* [Source extract]
------------------------
Gaddafi’s dwindling domain has only accelerated the imperialist drive to intervene, including by military means. Over the weekend, the British military carried out two raids into the Libyan desert to transport British nationals out of the country. The first, carried out Saturday by SAS special forces using Hercules planes, rescued 150 people, mostly British oil workers, and flew them to Malta. The second, on Sunday, involved three Royal Air Force planes and picked up another 150 civilians.
On Sunday, the German military carried out its own raid. Two military planes landed on a private runway belonging to the Wintershall AG company, evacuating 22 Germans and 112 others and flying them to Crete.
These raids mark the first open use of military assets in the Libyan crisis, but they are likely to be followed by more aggressive actions. There are growing calls in the US and Europe for the imposition of a no-fly zone over Libya, to be policed to US warplanes, and other military measures to aid the anti-Gaddafi forces.
The main concern in Washington is the prospect of either a protracted civil war, which would further inflame world oil prices and destabilize other oil-producing dictatorships in North Africa and the Middle East, including Saudi Arabia, or a political vacuum over which the US would exert little influence.
The New York Times published a front-page article Sunday under the headline “The Vacuum After Qaddafi.” The article noted that the US exerts far less control over the Libyan army and other institutions than it does in Egypt and Tunisia, and ended by suggesting the possibility of a military occupation under the cover of humanitarian needs.
“Some experts,” the Times wrote, “wonder if Libya might become the first experiment in the use of the ‘responsibility to protect’—the idea that a United Nations force would be deployed to prevent civilian deaths in the event of widespread violence…
“With the country now split badly between east and west, an outside protection force would lend time for Tripoli to reassert itself as the capital and establish control.”
A raft of measures have been taken over the past several days by the US and Europe to isolate Gaddafi and pave the way for a major military intervention. After announcing Friday the closure of the US embassy in Tripoli and the imposition of unilateral US sanctions, President Obama on Saturday for the first time called for Gaddafi to resign. The White House published an account of a telephone call to German Chancellor Angela Merkel in which Obama called for Gaddafi to “leave now.”
Obama is to meet Monday in Washington with United Nations Secretary General Ban Ki-moon to discuss further actions against the Libyan regime. Secretary Hillary Clinton is to speak in Geneva before the UN Human Rights Council, which over the weekend voted unanimously to suspend Libya’s membership.
The United Nations Security Council on Saturday unanimously passed a resolution imposing economic sanctions on Libya and referring Gaddafi and his key aides for prosecution by the International Criminal Court (ICC) in The Hague.
------------------------
* [Recorded data]
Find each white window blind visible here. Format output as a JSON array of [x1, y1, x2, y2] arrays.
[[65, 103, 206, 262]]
------------------------
* [Tasks to carry out]
(1) In the article on the Libyan crisis, where did the German military planes fly the people they evacuated from the Wintershall AG runway?
(2) Pick up the article on the Libyan crisis after its final sentence and continue writing it.

* [The replies]
(1) To Crete.

(2)
Anders Fogh Rasmussen, NATO secretary general, held an emergency meeting of NATO ambassadors on Friday to discuss possible military assistance for evacuation efforts.
The British Guardian newspaper on Saturday cited unconfirmed reports that former Prime Minister Tony Blair had telephoned Gaddafi warning that NATO troops might be sent in. The claims were made by one of Gaddafi’s sons, Saadi, in a telephone interview from Tripoli.
The New York Times on Saturday quoted Tom Malinowski, the director of the Washington office of Human Rights Watch, as saying, “Even if people aren’t explicitly talking about no-fly zones, the fact that NATO met today suggests there is more on people’s minds than diplomacy… I sense military contingencies are on the table.” Malinowski has participated in White House meetings on the Libyan crisis.
The Financial Times on Saturday wrote that European officials have raised the possibility of armed rescues of the thousands of EU nationals still stranded in Libya. The newspaper quoted a “senior EU official” as saying: “It’s one of the possibilities we’re working on. We are in contact with EU member states to see whether their facilities, civilian and military, can be deployed for this.”
In taped interviews from Cairo broadcast on Sunday’s television talk shows, Republican Senator John McCain and Independent Senator Joseph Lieberman—who was the Democratic vice presidential candidate in 2000—attacked Obama for not going far enough in Libya. They called for a no-fly zone and military aid to the opposition.
The two noted that while the US had sent only a ferry to collect American civilians, Britain had sent a warship and Hercules aircraft.
Later on Sunday, Secretary of State Hillary Clinton suggested the administration was open to such moves, declaring that it was “reaching out” to opposition groups and was prepared to offer “any kind of assistance” to Libyans seeking to overthrow the regime.
The crocodile tears being shed by the US and its European allies over Gaddafi’s atrocities against protesters are utterly cynical. For days Obama and his European counterparts were silent over the massacres carried out by Gaddafi in Benghazi, Tripoli and other cities. Having established the closest relations with the regime over the past decade, which had allowed them free rein to once again exploit Libya’s oil resources, they hoped that Gaddafi would be able to quickly crush the uprising and restore order.
Only when it became clear that was not about to happen and the crisis began to seriously disrupt oil production and spark a panic rise in global market prices did they shift gears and denounce their former ally. Obama, Clinton, Sarkozy and company had all feted the dictator in recent months, following Tony Blair’s 2004 “deal in the sand” with Gaddafi and the Bush administration’s restoration of full diplomatic relations in 2008.
They had conveniently dropped the issue of Gaddafi’s role in the 1988 terrorist bombing of Pan Am Flight 103, which crashed in Lockerbie, Scotland, killing 270 innocent civilians, mainly Americans. Exposing the fraud of the “war on terror” and its function as a cover for the aggressive pursuit of US imperialist interests around the world, Washington converted the former “mad dog” and “rogue” into an ally in the anti-terror cause and force for stability in the region.
Only last November, the International Monetary Fund issued a glowing report on Libya, praising the regime for its aggressive pursuit of neoliberal, pro-market policies. The IMF praised Gaddafi’s “continued efforts to modernize and diversify the economy,” commending in particular “efforts to enhance the role of the private sector in the economy.” These very policies led to mounting economic hardship for the working class and rural poor, fueling the social anger that erupted earlier this month.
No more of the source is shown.